TASK INSTRUCTIONS:
Omitting all images, output the entries that follow exactly as written.

Segment Open

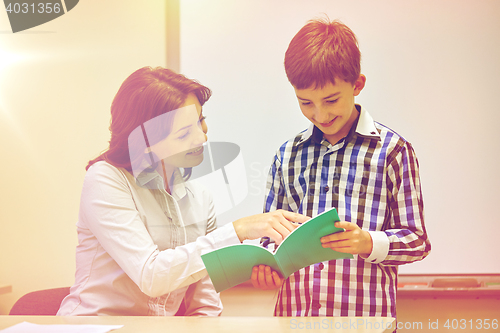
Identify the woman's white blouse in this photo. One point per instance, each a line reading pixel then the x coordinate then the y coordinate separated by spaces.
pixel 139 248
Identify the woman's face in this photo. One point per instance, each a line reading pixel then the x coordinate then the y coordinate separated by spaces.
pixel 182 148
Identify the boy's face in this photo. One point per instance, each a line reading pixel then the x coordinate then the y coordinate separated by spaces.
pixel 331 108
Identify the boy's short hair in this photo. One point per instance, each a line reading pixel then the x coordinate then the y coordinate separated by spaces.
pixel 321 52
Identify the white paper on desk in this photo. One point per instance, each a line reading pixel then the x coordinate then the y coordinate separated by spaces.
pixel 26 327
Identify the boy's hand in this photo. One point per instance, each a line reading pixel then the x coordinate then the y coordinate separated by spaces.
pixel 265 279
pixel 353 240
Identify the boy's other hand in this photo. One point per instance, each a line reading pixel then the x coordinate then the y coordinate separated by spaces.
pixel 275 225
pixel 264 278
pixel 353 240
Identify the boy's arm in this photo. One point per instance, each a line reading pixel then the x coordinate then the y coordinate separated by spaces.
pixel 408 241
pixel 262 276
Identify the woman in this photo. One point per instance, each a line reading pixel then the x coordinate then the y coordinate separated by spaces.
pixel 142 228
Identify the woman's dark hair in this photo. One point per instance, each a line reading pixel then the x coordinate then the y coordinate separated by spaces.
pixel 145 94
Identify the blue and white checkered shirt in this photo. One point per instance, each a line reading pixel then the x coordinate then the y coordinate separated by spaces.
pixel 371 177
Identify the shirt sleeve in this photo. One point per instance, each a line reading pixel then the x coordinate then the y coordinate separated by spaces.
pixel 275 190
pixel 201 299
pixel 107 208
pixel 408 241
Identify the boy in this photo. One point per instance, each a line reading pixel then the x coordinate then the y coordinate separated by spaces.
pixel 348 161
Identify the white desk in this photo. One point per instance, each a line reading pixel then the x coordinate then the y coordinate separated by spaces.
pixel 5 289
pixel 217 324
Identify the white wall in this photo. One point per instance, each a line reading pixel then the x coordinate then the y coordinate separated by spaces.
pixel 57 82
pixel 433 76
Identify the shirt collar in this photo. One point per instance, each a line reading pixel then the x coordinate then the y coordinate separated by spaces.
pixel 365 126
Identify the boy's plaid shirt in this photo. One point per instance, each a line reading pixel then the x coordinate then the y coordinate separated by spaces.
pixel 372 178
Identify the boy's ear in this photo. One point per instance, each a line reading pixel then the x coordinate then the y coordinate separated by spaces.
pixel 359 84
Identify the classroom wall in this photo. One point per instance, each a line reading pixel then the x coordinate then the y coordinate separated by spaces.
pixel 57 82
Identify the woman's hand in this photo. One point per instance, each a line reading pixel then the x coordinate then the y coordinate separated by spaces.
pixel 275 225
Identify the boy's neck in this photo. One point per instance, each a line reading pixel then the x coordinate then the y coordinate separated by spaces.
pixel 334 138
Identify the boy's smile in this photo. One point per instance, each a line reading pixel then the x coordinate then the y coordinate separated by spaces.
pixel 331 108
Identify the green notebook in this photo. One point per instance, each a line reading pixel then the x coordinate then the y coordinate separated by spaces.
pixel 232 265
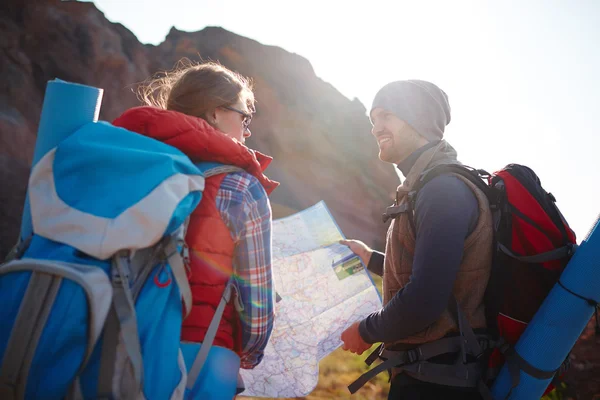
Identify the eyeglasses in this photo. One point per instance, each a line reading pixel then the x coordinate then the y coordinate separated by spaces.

Segment Closed

ANSWER TO THE PROBLEM:
Identify the woman's white blouse in this photo. One point per instance, each a line reading pixel then the x coordinate then the y coordinate separated by spaces.
pixel 139 248
Identify the woman's face in this photo. One point per instance, each a line reading pixel then the x coordinate then the y coordinate separated by spaces.
pixel 182 148
Identify the boy's face in this photo. One point per instance, each a line reading pixel then the x coordinate then the y coordinate separated by spaces.
pixel 331 108
Identify the boy's short hair in this photo. One point per instance, each a line reading pixel then the x coordinate then the y coordinate separated by spaces.
pixel 321 52
Identify the white paper on desk in this photo. One point per instance, each a line reading pixel then the x coordinate then the y coordinate separated by spaces.
pixel 26 327
Identify the boy's hand in this photo. One point per instance, each a line reading pixel then the x coordinate then the y coordinate separated by spaces.
pixel 265 279
pixel 353 240
Identify the boy's other hand in this photo. One point per instance, each a line reading pixel then the x coordinate then the y coordinate separated by spaces.
pixel 275 225
pixel 264 278
pixel 353 240
Identify the boy's arm in this photo. One point per instance, each a line reading pixel then the x coordinate then the y coordinate separated by spaces.
pixel 408 241
pixel 262 276
Identify the woman in this photo. One point per instance, each a line reading pixel then the x coordinate then the y coordinate separated by spaces.
pixel 142 228
Identify the woman's dark hair in this photo. One point per instance, each a line reading pixel then the x coordinate then the y coordinate separated by spaces.
pixel 145 94
Identify the blue and white checkered shirt in this photo. One point per instance, each a line reading pixel then the x coordinate then the y coordinate separated by spaces.
pixel 371 177
Identify the shirt sleeve in this photo. One point per instance, each a line reading pixel then the x coordinate then the y coordinate separated by spaces.
pixel 275 190
pixel 201 299
pixel 107 208
pixel 408 241
Identify the boy in this photo. One point per instance, each a line reading pixel then the x coordinate then the y coordinate separated by spaces.
pixel 348 161
Identify the white desk in this photo. One point per instance, each a line reading pixel then the x coordinate then the y coordinate separated by spaces.
pixel 5 289
pixel 217 324
Identify the white wall in this photo. One point per instance, each a line reading pixel then the x coordinate then the y coordinate separated by spaces.
pixel 57 82
pixel 433 76
Identify the shirt collar in this photo. One point per instance, each a line reading pixel then the x coordinate then the y coordinate separated by spaces.
pixel 365 126
Identify the boy's plaid shirt in this photo. One point per instance, each a line reading pixel then the x coordinate then the y coordinate separated by spaces.
pixel 372 178
Identify the boy's ear in this photo. One point per instance, each a line reading pixel then the x coordinate then the y coordinate separated by spaces.
pixel 359 84
Identify the classroom wall in this photo. One point per instance, each a line reading pixel then the x coordinate then the y coordinate separated by spaces.
pixel 57 82
Identify the woman's hand in this photo. One point per instance, each a line reading pixel then the x coordinate then the y coordinate separated by spaces.
pixel 275 225
Identify the boy's neck in this photo. One point per instance, each a line reading pixel then the x coordinate then the y coordinate separated by spaces.
pixel 334 138
Identify the boy's smile in this photo. One point per instance, each a line reading pixel then the x coordinate then the y coordinate separated by spaces.
pixel 331 108
Identify the green notebook in this photo. One point per instance, each a line reading pixel then the x coordinate then the y coordinate separated by spaces.
pixel 232 265
Identify the eyeglasses in this photo. One point per instance, each a line reading pixel then the x coordinate then the y coordinate separated by spaces.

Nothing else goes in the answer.